Text block:
* Begin *
Again referring to the problem of the initial hang: I split the incoming stream into two separate TCP inputs (from rsyslog to logstash), and this has helped throughput under load tremendously. I suspect we won't be able to recreate the crash.
@martijnvermaat @onnos Here's what I can make of your queue state:
The oldest page is 3470 which contains the sequence numbers range of [1669303167..1669780635] and the First Unacked Sequence Num (FUS) is 1669595327, so there are 185309 (+/- 1, unimportant here) unacked events in that page.
The next page 3471 is the one with the 0 byte size and contains the sequence number range [1669780636..1670260155] and FUS is 1670260156 which means it is fully acked.
The next pages, 3472+ are all purged and the checkpoint says they are all fully acked up to page 3899 which is the head page.
I see 2 problems here:
1- Page 3470 is stuck behind with a bunch of unacked events. The only explanation I see is that this batch at seq num 1669595327 got stuck in a stalled output up until LS crashed or was restarted. I suspect that if it wasn't for the 0 byte page size, upon restart these events in page 3470 would have been replayed and the queue would have been correctly purged up to the head page. It is definitely worth for us to better evaluate such scenarios and think about how to mitigate it. At first thought I'd say that this is more a stuck output problem than a queue problem per-se. Will followup on this separately.
* End *
[Items in the dataset]
* Begin *
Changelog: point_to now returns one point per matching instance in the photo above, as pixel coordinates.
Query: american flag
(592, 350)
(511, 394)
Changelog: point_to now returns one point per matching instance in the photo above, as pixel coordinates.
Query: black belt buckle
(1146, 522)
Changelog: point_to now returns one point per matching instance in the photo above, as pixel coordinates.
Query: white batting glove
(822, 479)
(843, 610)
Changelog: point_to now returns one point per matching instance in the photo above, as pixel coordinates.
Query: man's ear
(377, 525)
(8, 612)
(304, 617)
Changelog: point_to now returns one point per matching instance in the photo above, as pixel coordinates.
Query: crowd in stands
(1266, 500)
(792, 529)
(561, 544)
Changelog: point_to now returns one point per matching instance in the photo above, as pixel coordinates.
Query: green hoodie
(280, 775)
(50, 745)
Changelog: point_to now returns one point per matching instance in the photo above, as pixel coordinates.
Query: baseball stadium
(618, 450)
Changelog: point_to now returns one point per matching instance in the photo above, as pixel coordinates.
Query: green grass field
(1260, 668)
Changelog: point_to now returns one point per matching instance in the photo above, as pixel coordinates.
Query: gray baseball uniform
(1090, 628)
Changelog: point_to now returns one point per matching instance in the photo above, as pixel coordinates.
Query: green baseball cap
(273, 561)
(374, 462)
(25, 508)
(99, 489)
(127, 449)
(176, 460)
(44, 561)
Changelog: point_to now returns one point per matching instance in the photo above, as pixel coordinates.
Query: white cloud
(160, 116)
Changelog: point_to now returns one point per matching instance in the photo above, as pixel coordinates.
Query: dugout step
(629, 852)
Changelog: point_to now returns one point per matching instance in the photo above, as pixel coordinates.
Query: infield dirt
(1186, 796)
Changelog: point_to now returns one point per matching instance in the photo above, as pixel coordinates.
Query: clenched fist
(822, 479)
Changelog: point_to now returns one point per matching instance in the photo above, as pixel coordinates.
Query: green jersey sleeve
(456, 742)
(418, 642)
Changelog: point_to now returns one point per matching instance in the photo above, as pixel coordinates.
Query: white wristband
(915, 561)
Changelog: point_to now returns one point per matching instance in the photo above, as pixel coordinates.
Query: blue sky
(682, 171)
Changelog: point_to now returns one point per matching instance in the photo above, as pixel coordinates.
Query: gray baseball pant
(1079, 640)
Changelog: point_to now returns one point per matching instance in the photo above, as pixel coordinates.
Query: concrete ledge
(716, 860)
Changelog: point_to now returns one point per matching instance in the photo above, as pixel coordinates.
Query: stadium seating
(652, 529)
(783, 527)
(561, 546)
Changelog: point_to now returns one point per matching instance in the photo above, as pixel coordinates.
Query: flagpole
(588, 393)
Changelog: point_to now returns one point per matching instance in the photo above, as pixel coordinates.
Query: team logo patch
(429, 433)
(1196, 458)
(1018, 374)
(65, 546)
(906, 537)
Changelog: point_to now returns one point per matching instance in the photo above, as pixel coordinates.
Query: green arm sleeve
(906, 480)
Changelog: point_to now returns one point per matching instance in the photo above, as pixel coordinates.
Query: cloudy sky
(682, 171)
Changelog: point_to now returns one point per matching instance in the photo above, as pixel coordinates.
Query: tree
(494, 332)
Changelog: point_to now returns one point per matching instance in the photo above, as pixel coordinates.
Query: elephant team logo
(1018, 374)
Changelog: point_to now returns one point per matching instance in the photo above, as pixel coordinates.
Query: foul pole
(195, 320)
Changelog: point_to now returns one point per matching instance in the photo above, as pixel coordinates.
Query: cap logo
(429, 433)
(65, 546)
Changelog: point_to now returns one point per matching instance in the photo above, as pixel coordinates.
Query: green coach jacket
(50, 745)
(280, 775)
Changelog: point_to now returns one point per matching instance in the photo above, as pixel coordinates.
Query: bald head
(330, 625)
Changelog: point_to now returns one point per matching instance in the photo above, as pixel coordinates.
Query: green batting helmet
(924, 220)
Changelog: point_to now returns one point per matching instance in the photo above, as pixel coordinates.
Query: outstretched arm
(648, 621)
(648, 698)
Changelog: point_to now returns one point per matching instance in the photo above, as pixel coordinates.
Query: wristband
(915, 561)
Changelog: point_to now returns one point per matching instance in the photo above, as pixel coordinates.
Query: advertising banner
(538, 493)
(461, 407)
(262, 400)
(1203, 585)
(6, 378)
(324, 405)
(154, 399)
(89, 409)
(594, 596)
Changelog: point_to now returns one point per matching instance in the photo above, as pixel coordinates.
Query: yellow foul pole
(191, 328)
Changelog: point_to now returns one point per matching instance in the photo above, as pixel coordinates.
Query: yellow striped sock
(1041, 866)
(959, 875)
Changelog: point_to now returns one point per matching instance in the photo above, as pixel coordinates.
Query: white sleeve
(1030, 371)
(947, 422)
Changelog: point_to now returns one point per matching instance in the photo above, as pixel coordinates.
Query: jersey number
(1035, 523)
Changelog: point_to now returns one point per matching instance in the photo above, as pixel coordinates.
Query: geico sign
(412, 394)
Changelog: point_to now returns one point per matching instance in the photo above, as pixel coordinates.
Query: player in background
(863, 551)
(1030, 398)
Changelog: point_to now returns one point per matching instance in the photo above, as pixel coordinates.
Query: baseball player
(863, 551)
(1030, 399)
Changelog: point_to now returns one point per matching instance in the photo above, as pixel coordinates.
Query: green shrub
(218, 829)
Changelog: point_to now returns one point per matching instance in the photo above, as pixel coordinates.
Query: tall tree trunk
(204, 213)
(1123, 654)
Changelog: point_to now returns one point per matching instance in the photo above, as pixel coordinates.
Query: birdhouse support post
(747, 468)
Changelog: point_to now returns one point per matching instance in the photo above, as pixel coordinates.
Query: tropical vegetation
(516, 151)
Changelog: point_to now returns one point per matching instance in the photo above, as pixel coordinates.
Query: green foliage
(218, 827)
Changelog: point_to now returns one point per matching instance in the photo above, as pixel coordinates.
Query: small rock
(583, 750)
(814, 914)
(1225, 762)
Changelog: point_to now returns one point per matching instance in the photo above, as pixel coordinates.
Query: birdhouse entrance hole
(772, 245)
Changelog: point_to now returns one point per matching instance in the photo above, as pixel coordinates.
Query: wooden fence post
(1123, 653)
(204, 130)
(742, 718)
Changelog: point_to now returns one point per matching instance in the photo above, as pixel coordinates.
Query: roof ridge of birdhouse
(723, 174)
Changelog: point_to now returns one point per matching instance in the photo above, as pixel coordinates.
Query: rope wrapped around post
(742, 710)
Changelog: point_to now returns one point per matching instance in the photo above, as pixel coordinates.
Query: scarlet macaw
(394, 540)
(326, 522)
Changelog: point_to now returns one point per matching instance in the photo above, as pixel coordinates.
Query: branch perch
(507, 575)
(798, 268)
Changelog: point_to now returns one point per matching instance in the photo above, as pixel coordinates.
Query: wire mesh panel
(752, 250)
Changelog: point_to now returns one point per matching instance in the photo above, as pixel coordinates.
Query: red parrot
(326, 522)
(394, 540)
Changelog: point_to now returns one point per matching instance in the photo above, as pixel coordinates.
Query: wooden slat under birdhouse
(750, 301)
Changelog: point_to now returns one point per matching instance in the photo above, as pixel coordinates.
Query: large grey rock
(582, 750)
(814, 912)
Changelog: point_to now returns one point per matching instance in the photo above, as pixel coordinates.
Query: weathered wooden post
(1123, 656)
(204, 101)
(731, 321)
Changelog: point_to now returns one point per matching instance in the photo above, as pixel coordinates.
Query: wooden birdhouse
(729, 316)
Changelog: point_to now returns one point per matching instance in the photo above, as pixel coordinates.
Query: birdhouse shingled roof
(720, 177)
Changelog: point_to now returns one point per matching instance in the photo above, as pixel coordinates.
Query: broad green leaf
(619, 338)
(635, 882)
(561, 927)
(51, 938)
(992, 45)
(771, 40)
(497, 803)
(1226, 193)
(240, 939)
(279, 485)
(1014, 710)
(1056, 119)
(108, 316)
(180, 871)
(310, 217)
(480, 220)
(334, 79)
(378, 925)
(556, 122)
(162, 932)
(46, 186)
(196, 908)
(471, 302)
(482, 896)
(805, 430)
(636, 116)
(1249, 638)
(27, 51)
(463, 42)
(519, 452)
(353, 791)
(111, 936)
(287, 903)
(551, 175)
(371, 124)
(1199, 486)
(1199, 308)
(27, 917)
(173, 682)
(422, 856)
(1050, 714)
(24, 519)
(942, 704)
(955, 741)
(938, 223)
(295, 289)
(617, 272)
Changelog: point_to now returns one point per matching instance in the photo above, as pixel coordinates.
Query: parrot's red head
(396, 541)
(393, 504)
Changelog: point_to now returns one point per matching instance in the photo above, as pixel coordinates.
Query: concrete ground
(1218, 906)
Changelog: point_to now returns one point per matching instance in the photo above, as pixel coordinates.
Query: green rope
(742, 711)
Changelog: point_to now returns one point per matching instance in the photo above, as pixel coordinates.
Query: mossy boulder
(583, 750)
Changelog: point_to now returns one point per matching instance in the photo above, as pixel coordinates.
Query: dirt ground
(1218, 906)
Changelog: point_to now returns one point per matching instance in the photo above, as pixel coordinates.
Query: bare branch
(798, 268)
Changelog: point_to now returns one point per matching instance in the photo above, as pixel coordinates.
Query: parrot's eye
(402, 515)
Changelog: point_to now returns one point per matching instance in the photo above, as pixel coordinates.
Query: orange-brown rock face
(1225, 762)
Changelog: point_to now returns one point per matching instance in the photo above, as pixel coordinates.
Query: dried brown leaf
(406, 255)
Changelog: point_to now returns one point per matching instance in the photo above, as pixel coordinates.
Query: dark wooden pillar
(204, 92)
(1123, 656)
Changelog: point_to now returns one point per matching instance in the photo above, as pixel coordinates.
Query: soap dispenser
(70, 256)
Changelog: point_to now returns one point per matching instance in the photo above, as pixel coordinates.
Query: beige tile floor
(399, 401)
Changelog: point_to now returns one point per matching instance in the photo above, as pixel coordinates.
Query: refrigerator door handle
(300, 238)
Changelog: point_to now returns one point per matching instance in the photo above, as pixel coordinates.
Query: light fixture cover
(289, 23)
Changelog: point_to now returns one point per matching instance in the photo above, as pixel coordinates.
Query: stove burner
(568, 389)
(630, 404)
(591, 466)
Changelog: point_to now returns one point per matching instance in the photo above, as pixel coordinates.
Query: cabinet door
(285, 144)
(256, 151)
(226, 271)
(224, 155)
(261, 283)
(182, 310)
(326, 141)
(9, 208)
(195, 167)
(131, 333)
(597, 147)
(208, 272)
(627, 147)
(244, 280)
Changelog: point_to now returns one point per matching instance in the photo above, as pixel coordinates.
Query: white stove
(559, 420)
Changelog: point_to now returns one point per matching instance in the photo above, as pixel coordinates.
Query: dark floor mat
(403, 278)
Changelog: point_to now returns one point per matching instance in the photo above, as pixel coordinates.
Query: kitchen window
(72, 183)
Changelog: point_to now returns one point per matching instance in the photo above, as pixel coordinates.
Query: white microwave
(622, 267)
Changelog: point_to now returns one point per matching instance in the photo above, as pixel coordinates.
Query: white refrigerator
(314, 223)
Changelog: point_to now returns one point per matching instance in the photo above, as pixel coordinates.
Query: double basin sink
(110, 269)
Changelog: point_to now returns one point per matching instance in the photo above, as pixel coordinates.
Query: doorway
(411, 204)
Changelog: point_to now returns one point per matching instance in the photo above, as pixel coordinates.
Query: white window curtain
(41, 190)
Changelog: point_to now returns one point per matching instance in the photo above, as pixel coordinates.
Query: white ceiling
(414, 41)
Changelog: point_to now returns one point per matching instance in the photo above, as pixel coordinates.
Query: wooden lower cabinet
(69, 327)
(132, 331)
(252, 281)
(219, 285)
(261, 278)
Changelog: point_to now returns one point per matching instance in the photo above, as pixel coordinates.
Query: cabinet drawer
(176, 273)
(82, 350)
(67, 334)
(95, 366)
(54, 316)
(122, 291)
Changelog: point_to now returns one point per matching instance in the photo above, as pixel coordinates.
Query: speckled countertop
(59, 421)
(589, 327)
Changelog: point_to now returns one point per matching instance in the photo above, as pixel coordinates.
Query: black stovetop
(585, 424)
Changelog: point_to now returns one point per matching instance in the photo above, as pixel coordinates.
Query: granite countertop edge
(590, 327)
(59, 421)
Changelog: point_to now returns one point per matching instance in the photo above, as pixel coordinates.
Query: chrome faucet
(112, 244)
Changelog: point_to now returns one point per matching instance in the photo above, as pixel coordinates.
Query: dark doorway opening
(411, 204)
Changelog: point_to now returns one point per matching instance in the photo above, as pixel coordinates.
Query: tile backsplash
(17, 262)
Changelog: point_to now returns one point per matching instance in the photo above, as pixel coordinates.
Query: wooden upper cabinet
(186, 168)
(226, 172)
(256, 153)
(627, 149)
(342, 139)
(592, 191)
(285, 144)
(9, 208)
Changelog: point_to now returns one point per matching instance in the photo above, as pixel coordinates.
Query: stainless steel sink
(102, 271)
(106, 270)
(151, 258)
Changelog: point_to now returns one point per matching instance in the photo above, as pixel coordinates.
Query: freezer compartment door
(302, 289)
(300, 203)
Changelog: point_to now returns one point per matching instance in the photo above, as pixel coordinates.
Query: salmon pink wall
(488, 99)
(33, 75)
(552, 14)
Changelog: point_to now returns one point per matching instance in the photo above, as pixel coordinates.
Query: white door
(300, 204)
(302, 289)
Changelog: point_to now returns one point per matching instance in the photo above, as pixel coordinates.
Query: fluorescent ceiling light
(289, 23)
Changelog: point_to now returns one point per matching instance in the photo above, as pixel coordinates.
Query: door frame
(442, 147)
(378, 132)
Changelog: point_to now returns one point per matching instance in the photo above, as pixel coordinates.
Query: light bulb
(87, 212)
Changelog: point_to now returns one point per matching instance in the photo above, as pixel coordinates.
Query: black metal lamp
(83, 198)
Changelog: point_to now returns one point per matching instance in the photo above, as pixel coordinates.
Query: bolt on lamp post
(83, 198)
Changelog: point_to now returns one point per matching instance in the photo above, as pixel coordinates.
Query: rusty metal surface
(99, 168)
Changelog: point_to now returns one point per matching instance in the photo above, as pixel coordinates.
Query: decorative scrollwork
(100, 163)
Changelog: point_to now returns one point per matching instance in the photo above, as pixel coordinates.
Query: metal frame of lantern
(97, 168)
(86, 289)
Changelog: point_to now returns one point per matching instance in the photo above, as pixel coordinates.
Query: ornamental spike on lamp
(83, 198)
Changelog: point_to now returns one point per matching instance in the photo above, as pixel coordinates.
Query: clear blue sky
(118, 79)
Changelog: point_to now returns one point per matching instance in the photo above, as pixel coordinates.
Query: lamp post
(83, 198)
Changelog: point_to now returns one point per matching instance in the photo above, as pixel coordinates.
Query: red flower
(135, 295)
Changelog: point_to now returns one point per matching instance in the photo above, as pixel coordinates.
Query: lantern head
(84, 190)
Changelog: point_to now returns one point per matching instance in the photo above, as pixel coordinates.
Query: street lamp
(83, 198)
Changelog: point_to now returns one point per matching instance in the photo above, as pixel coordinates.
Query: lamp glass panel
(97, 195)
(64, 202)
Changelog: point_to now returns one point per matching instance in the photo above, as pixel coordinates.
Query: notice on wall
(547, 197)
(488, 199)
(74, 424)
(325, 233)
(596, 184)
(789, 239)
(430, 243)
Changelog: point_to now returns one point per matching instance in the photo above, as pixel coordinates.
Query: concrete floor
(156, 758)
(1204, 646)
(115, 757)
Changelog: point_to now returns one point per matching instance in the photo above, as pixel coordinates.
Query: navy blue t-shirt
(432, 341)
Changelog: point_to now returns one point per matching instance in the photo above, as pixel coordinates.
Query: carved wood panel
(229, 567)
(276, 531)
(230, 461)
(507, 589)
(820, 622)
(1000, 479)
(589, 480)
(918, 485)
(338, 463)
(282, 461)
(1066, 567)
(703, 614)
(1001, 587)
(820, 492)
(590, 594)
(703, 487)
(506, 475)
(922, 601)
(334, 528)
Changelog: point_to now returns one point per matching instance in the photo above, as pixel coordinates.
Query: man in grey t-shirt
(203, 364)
* End *
Written instruction 1: Translate this sentence from the Logstash queue discussion into French: "The next pages, 3472+ are all purged and the checkpoint says they are all fully acked up to page 3899 which is the head page."
Written instruction 2: In the Logstash queue discussion, which page has the 0 byte size?
Written instruction 3: Continue the Logstash queue discussion from where it stops.
The listing is not required for any of this work.

Task output 1: Les pages suivantes, 3472 et au-delà, sont toutes purgées et le point de contrôle indique qu'elles sont toutes entièrement acquittées jusqu'à la page 3899, qui est la page de tête.

Task output 2: Page 3471.

Task output 3:
2- Page 3471 is in fact fully acked and should be purged completely but it is zero byte. I suspect the delete operation was, for some reason, not complete or something like that. I will investigate in that area see if I can spot such a condition.
The good news in this case is that simply deleting page.3471 should fix the problem.
The other good news is that I will see if we could add a condition at queue initialization that if a page file has zero byte and the checkpoint says it is fully acked, we could just clean it up.
@nicknameforever do you still have your problematic queue dir intact? If so would it also be possible for you to run the same command to list the content of the checkpoints (adjust queue dir path if necessary) and see if we have the same situation here?
$ vendor/jruby/bin/jruby -rpp -e 'Dir.glob("data/queue/main/checkpoint.*").sort_by { |x| x[/[0-9]+$/].to_i}.each { |checkpoint| data = File.read(checkpoint); version, page, firstUnackedPage, firstUnackedSeq, minSeq, elementCount, crc32 = data.unpack("nNNQ>Q>NN"); puts File.basename(checkpoint); p(version: version, page: page, firstUnackedPage: firstUnackedPage, firstUnackedSeq: firstUnackedSeq, minSeq: minSeq, elementCount: elementCount, crc32: crc32) }'
@colinsurprenant Unfortunately not.
create issue #7809 specifically for the zero byte & fully acked page file case.
PR for #7809 in #7810
Above I mentioned a condition of stalled plugin, issue #7796 was created to get more insights on these.
@colinsurprenant I'm running into the same problem as the original reporter. Didn't change the queue size, just restarted logstash and now it's failing to start with the page file being 0 bytes. Running 5.6.4 of logstash from the elastic repos.
@andrewmiskell thanks for the report. Has did LS shutdown prior to the restart? did it complete a clean shutdown or was it forced stopped or crashed? Do you have any logs related to that?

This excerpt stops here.